Problem details ->
Reproduce, with no changes, the line that contains "Target: leaf-covered ground" and all the lines that come after it in the records.

Dataset entries:
== Segment start ==
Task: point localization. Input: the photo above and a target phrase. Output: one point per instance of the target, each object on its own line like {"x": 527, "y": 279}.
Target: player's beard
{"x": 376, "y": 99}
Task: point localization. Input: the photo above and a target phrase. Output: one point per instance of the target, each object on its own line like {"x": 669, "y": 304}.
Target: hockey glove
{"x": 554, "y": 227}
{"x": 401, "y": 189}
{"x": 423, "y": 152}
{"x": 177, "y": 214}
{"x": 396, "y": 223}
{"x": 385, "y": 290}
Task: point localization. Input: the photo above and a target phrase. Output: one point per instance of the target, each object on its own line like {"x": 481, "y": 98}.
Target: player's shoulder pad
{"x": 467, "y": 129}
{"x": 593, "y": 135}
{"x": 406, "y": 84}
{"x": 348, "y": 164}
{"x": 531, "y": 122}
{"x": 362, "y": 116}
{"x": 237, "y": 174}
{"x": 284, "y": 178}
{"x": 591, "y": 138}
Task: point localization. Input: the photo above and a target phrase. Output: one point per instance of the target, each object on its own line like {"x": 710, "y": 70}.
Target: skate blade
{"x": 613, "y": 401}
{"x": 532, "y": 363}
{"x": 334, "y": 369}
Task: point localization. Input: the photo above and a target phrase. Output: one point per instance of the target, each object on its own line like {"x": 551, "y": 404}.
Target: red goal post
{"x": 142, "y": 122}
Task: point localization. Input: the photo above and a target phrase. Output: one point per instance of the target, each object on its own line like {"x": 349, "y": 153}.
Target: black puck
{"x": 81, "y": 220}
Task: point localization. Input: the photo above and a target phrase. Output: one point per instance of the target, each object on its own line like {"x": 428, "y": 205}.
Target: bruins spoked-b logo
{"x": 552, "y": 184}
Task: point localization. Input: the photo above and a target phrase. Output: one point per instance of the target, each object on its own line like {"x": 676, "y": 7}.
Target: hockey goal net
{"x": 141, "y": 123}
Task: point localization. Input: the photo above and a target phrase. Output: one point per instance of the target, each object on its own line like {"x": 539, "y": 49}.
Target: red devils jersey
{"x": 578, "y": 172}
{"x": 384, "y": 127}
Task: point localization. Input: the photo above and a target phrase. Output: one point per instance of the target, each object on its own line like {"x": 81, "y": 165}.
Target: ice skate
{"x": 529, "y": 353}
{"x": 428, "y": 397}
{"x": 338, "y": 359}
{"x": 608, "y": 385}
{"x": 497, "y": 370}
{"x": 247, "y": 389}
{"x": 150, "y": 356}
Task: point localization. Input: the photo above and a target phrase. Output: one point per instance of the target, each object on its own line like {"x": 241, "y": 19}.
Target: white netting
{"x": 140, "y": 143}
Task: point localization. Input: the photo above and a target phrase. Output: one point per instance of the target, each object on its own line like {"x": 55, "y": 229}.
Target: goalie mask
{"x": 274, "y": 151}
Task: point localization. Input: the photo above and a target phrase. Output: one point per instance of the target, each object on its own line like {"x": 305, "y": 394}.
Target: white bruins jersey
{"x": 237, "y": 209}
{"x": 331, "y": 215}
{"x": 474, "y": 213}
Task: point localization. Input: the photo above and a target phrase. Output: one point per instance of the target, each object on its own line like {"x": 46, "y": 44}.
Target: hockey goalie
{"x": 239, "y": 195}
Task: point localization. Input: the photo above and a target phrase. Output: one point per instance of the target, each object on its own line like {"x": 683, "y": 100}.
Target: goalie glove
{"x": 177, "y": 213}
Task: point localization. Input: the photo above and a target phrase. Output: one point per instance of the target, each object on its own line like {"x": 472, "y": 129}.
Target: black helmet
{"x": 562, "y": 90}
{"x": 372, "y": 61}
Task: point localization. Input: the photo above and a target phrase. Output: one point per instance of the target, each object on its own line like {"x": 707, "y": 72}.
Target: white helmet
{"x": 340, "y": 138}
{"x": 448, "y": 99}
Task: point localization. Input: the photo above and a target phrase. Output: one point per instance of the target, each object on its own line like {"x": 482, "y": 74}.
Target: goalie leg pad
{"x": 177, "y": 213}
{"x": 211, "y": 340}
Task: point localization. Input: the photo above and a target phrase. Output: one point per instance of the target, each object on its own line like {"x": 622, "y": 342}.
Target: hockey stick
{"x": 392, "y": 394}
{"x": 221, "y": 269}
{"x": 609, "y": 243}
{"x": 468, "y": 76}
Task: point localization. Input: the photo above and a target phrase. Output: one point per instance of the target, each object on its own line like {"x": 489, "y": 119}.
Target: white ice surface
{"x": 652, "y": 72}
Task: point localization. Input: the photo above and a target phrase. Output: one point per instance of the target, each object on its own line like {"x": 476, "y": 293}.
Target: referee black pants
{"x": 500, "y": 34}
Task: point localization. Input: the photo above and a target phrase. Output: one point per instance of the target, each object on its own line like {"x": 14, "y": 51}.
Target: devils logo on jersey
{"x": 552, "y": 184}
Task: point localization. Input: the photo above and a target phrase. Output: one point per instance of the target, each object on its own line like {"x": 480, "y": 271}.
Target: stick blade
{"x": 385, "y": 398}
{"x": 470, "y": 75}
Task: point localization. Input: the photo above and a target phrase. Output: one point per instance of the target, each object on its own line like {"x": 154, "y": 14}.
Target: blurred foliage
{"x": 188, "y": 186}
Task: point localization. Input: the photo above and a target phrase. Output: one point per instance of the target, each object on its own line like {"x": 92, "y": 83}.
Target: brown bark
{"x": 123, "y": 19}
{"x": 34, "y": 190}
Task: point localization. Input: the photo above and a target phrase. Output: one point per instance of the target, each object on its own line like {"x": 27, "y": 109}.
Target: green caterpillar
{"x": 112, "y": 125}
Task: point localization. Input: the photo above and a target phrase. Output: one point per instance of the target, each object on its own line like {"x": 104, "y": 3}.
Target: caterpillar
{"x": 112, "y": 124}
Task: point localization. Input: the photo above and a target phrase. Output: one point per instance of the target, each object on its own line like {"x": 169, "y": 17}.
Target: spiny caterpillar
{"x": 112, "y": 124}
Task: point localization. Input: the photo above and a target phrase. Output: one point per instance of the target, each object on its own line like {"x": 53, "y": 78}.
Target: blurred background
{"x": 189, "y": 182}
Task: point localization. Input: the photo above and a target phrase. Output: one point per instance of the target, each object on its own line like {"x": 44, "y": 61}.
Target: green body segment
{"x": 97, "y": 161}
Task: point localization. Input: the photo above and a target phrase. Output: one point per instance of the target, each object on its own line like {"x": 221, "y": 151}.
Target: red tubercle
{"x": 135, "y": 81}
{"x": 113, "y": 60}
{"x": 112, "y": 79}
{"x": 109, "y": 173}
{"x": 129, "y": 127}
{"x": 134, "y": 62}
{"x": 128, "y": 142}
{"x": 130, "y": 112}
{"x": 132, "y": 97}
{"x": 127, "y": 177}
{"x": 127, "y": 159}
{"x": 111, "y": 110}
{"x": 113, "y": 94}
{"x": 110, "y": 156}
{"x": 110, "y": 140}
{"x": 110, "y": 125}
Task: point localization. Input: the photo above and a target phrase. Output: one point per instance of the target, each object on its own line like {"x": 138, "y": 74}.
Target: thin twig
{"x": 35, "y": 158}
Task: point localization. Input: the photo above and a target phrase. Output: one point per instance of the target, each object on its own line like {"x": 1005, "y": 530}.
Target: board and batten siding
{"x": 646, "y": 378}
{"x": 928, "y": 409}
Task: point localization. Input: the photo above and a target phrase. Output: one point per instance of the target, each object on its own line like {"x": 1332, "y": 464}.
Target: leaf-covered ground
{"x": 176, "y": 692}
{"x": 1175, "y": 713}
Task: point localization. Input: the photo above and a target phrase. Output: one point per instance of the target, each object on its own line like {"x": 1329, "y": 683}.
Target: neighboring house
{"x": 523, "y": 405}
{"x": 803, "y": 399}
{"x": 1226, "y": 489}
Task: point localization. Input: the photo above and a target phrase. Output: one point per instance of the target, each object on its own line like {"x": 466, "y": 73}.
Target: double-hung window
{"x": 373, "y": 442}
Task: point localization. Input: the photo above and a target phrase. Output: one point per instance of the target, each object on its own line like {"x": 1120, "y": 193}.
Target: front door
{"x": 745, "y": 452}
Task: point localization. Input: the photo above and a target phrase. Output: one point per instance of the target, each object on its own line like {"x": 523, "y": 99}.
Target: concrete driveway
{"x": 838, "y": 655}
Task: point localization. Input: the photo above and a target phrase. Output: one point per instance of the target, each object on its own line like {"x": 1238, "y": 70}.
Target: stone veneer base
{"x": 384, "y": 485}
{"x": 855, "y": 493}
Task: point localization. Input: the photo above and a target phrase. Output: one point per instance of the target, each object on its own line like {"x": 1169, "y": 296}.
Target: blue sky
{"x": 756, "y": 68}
== Segment end ==
Result for this exercise ->
Target: leaf-covered ground
{"x": 176, "y": 692}
{"x": 1175, "y": 713}
Task: point localization. Input: the photo above and a target phrase. Output: one point per instance of the target, each object on its own line like {"x": 1329, "y": 683}.
Target: neighboring house
{"x": 523, "y": 405}
{"x": 803, "y": 399}
{"x": 1226, "y": 489}
Task: point localization. Input: the photo above and a target phrase. Output: one point per instance of the target, each object on its own line like {"x": 466, "y": 73}.
Target: double-hung window
{"x": 373, "y": 442}
Task: point localization. Input: the photo above and a target phrase. Output: one point per instance of the target, each object on its own line like {"x": 1120, "y": 193}.
Target: front door
{"x": 745, "y": 452}
Task: point localization. Input: the photo above and a target phrase. Output: one point per instance of the target, each object on its own line like {"x": 523, "y": 99}.
Target: concrete driveway
{"x": 838, "y": 655}
Task: point localization. Input: the photo above and a target phrase. Output: one point per instance of the target, each object on its own line like {"x": 1238, "y": 70}.
Target: stone veneer base
{"x": 384, "y": 485}
{"x": 855, "y": 493}
Task: point localization. Input: the photo above and a target phrase. Output: one point per instance of the target, each object on its own line like {"x": 1169, "y": 296}.
Target: blue sky
{"x": 756, "y": 68}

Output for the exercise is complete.